- _Alıştırma görevi_:
Aşağıdaki Filibe metninde bu şehir için kullanılan adların tümünü sıralayın.

***** Alıntılanan metin *****

Antik kent bir UNESCO Dünya Mirası alanı ancak tarihi anıtları vandalizm, doğal etkenler ve yapay bozulmadan kaynaklı risklerle karşı karşıya olduğundan tehlike altındaki alanlar arasında.
Filibe, Bulgaristan
Diğer adıyla Plovdiv aslen Yunanlılar tarafından Philippopolis olarak bilinen bir Trak (Trakya'ya adını veren halk) yerleşimiydi ve Romalılar için önemli bir kentti. Güzel şehir bir süre Osmanlılar tarafından da yönetildi ve yerleşim kanıtı MÖ 4.000'e dek uzanır. Bugün Filibe, Bulgaristan'ın en büyük ikinci şehri olmasının yanı sıra önemli bir ekonomik, kültürel ve eğitim merkezi.

***** Kayıt alıntıları *****

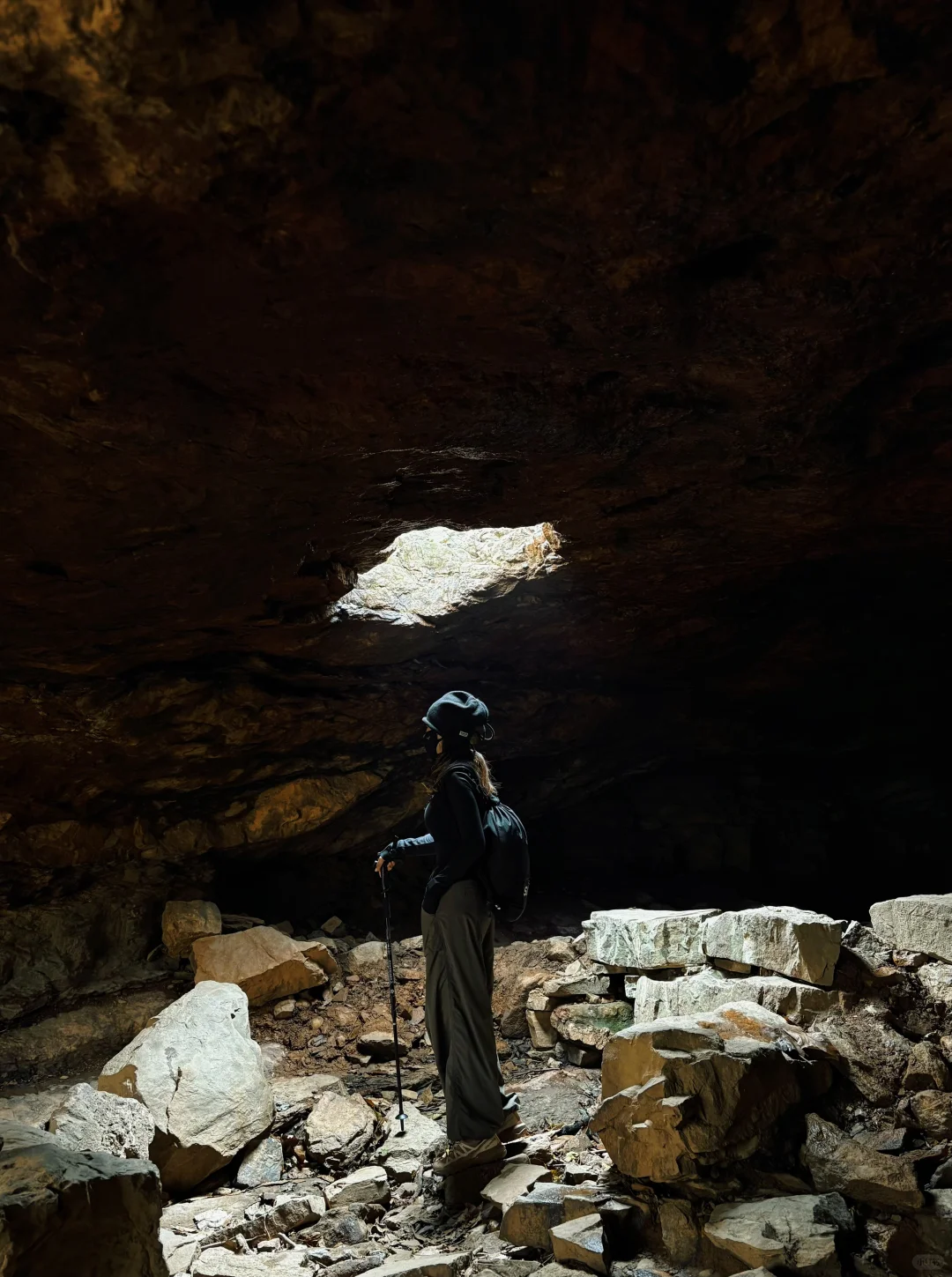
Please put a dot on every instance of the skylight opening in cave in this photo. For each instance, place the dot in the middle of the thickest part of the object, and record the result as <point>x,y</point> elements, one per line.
<point>436,571</point>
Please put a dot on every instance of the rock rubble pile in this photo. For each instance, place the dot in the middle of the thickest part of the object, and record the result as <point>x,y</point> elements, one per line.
<point>705,1092</point>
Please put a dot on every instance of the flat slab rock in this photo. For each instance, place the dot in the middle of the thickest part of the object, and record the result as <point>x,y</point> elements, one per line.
<point>560,1097</point>
<point>580,1242</point>
<point>90,1214</point>
<point>792,1231</point>
<point>921,924</point>
<point>710,989</point>
<point>264,961</point>
<point>780,938</point>
<point>511,1183</point>
<point>645,939</point>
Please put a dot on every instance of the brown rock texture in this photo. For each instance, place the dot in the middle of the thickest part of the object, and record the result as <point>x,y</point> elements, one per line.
<point>284,281</point>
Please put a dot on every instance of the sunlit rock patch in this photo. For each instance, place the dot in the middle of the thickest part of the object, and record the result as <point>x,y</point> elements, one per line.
<point>437,571</point>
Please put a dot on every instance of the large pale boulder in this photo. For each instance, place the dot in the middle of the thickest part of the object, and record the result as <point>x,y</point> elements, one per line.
<point>795,1233</point>
<point>199,1074</point>
<point>338,1131</point>
<point>841,1165</point>
<point>921,924</point>
<point>97,1121</point>
<point>88,1214</point>
<point>792,941</point>
<point>693,1091</point>
<point>264,963</point>
<point>645,939</point>
<point>187,921</point>
<point>708,989</point>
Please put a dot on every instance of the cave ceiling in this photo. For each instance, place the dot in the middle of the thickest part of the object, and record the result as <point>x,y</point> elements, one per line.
<point>284,280</point>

*****

- _Görev sonucu_:
Filibe, Plovdiv, Philippopolis